__Testo proposto__.

L’ultima ragione dei tempi lunghi è data dal fatto che i componenti del tribunale (don Giuseppe Tognacci, giudice delegato; padre Victorino Casas Llana, promotore di giustizia, il cosiddetto avvocato del diavolo; Alfio Rossi, notaio e Paolo Bonadonna, notaio aggiunto) hanno anche altri impegni e non hanno potuto dedicarsi a tempo pieno alla causa. In una recente intervista al mensile Sempre, dell’Associazione Papa Giovanni XXIII, don Giusepep Tognacci ha risposto ad alcune domande su come il prete dalla tonaca lisa ha vissuto il suo stato di salute. “Dall’ascolto dei testimoni si può perfettamente ricostruire ed essere a piena conoscenza di tutta la parabola clinica di don Oreste, fino alla sua morte. Don Oreste era cosciente della sua condizione di salute, seria e meritoria di maggiori attenzioni e cure, ma per tutta la sua storia, ben consapevolmente, ha deciso di non fermarsi se non con la morte”. Don Tognacci si pone anche una domanda interessante: “questo sacerdote dalla vita così intensa, immersa nella profondità del vissuto degli uomini, con tutte le luci e le ombre, le comprensioni e incomprensioni che avrà dovuto vivere, la sequela alla sua proposta ma anche l’avversione e l’abbandono, con chi ha avuto la possibilità di raccontare se stesso nella profondità della sua anima di prete? Non solo essere guida e trascinatore, come è stato, ma poter raccontare di sé da fratello o magari anche da figlio”. Forse direttamente con il Padreterno, suggerisce l’intervistatrice. “Può essere…”, risponde don Tognacci.

[Dati di localizzazione con un punto per istanza]
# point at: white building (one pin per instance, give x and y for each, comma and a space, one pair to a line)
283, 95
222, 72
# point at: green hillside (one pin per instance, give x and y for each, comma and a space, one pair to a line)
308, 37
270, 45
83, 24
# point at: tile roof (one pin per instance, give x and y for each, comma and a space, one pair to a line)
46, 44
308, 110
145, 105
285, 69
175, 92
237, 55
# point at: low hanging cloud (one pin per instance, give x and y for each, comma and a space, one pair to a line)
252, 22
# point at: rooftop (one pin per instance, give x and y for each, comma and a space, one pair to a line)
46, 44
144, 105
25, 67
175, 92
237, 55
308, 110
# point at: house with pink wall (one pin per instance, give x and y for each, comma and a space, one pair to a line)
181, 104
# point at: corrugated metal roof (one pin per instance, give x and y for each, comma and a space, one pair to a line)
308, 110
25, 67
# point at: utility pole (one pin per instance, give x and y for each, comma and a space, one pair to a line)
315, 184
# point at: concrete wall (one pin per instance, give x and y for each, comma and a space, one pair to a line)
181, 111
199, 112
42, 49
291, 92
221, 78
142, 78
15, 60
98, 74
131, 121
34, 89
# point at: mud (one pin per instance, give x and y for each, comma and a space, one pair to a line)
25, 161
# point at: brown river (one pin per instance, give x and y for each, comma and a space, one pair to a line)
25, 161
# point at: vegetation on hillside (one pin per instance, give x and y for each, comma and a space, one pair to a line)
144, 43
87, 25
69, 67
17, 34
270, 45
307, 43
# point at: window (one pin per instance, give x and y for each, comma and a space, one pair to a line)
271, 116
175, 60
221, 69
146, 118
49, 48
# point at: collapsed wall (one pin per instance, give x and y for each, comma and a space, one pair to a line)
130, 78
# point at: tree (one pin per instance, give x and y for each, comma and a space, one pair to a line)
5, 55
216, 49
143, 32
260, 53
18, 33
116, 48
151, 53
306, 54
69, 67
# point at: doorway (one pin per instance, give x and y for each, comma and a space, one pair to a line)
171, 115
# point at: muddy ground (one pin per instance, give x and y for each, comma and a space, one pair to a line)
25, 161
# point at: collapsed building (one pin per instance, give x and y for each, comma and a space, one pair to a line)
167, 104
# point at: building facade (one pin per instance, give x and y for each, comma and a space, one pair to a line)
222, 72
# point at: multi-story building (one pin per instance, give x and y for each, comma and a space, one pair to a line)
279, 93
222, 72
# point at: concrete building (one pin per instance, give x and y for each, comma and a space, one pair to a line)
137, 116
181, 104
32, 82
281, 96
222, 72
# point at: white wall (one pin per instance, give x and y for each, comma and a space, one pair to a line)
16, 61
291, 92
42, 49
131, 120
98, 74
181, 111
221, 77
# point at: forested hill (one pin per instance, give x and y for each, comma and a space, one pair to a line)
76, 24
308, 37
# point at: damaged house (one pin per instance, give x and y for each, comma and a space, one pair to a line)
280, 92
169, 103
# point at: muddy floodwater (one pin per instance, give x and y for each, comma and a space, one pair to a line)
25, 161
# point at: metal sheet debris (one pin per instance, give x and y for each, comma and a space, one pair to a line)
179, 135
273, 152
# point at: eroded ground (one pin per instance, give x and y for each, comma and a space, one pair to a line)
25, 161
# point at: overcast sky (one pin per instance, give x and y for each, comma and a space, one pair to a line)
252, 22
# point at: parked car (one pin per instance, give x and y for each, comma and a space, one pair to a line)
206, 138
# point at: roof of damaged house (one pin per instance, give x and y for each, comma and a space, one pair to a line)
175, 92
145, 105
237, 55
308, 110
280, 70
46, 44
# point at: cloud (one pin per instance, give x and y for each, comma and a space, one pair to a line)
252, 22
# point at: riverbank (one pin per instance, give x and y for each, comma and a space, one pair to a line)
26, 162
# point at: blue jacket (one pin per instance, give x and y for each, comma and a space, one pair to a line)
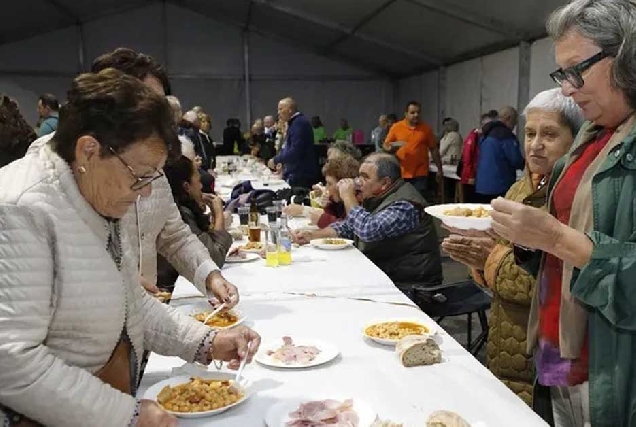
48, 125
298, 156
499, 158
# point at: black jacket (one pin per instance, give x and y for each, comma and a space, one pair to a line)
410, 259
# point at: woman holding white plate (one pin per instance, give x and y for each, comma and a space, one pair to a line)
552, 121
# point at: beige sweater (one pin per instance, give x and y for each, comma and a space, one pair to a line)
63, 302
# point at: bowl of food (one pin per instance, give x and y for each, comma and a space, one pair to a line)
463, 216
197, 397
331, 243
390, 332
222, 320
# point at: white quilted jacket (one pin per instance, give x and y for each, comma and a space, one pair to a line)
161, 230
63, 301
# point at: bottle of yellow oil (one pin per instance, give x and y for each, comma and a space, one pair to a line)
284, 242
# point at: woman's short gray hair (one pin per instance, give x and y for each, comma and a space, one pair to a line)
346, 148
610, 25
554, 100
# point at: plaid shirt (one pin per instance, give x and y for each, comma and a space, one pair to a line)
397, 219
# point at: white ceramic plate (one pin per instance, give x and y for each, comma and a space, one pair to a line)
198, 307
276, 181
278, 415
320, 244
252, 250
461, 222
155, 389
328, 352
431, 330
249, 257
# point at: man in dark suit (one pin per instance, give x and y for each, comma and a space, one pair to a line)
300, 166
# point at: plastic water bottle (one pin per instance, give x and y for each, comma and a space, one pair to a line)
284, 242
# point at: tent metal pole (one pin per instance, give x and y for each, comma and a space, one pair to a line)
246, 66
164, 35
441, 97
523, 93
81, 54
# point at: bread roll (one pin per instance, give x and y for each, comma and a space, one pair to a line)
446, 419
379, 423
417, 350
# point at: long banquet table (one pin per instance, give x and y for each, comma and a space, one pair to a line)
331, 296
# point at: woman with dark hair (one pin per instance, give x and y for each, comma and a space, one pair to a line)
334, 170
15, 133
75, 322
319, 129
186, 186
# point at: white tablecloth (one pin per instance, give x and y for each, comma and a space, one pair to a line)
273, 300
450, 171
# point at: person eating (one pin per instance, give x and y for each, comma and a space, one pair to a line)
75, 321
583, 317
389, 226
552, 122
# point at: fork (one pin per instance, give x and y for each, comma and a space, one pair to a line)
214, 313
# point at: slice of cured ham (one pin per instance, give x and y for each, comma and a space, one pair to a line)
291, 354
324, 413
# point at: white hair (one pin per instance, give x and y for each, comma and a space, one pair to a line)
174, 102
187, 147
191, 116
609, 24
554, 100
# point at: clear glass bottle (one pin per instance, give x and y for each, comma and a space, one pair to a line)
284, 242
271, 246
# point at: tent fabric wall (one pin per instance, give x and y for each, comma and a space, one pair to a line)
463, 93
499, 80
541, 65
204, 58
360, 102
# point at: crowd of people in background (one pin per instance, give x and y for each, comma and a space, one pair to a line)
559, 259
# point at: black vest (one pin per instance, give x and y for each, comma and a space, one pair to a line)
410, 259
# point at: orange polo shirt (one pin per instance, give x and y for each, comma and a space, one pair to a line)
413, 155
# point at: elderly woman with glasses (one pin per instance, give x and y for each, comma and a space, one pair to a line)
552, 122
582, 325
75, 321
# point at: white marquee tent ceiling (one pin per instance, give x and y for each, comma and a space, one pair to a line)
390, 37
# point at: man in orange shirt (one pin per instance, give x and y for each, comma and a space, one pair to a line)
411, 140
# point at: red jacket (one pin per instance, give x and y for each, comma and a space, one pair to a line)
470, 155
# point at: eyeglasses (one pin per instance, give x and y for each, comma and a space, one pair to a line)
140, 181
573, 74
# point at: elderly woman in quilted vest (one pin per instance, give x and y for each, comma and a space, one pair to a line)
552, 121
582, 325
74, 321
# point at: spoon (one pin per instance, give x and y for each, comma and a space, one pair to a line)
242, 365
211, 315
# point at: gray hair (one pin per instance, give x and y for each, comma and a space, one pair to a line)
452, 125
346, 148
187, 147
554, 100
387, 164
610, 25
191, 116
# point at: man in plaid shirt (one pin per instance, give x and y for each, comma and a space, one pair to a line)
389, 226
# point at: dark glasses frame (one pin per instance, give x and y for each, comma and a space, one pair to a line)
573, 74
140, 181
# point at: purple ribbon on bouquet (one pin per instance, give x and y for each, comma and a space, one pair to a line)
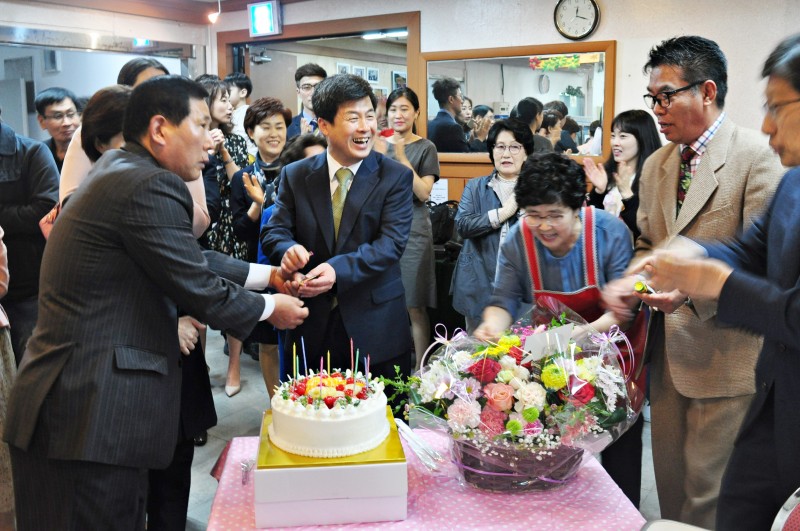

__Compiti da svolgere__.
**a)** Per favore, stabilisci se ciascuna affermazione concorda con il brano su don Oreste e rispondi sì o no, citando tra virgolette le parole decisive del brano.
(i) Don Oreste era consapevole delle proprie condizioni di salute.
(ii) I componenti del tribunale si sono dedicati alla causa a tempo pieno.
(iii) L'intervista a don Giuseppe Tognacci è apparsa su un quotidiano.
**b)** Prosegui il brano su don Oreste a partire dal punto in cui si interrompe.
L'elenco fornito non ha alcun ruolo in questo lavoro.

__Risposte ai compiti__.
**a)**
(i) Sì: «Don Oreste era cosciente della sua condizione di salute».
(ii) No: «non hanno potuto dedicarsi a tempo pieno alla causa».
(iii) No: «In una recente intervista al mensile Sempre».

**b)**
Tornando al processo, gran parte del lavoro è stato compiuto ed ora siamo realmente alle ultime battute del processo diocesano. Quando tutti gli scatoloni saranno riempiti con le copie dei verbali e con tutti i documenti raccolti, ci sarà la cerimonia ufficiale di conclusione del processo diocesano.
Tutti gli atti saranno spediti a Roma alla Congregazione delle cause dei santi, che svolge una funzione di controllo e nomina un relatore. Successivamente, sarà redatto un corposo volume, chiamato Positio, nel quale sono riportati tutti i documenti storici e la narrazione delle virtù del Servo di Dio così come sono emerse dalle testimonianze. Sulla Positio dovrà poi pronunciarsi una commissione di nove teologici il cui parere favorevole è indispensabile perché il candidato sia dichiarato Venerabile. Perché sia proclamato beato è necessario il riconoscimento di un miracolo. La guarigione di un malato deve essere giudicata non spiegabile scientificamente da una commissione di cinque medici. Poi serve anche il parere di una commissione composta da teologici, vescovi e cardinali. Al momento ci sono molte segnalazioni di grazie ricevute, ma non proprio di un presunto miracolo. Qualora venisse segnalato, partirebbe un processo canonico specifico.
Certamente, e non è la prima volta che succede quando si tratta di un fondatore, arriverà prima al traguardo della beatificazione la figlia spirituale di don Benzi, Sandra Sabattini, già proclamata venerabile da papa Francesco. Una curiosità: il processo per don Oreste ha avuto inizio lo stesso giorno (27 settembre, ovviamente in due anni diversi) di quello di Sandra Sabattini, la “santa fidanzata”.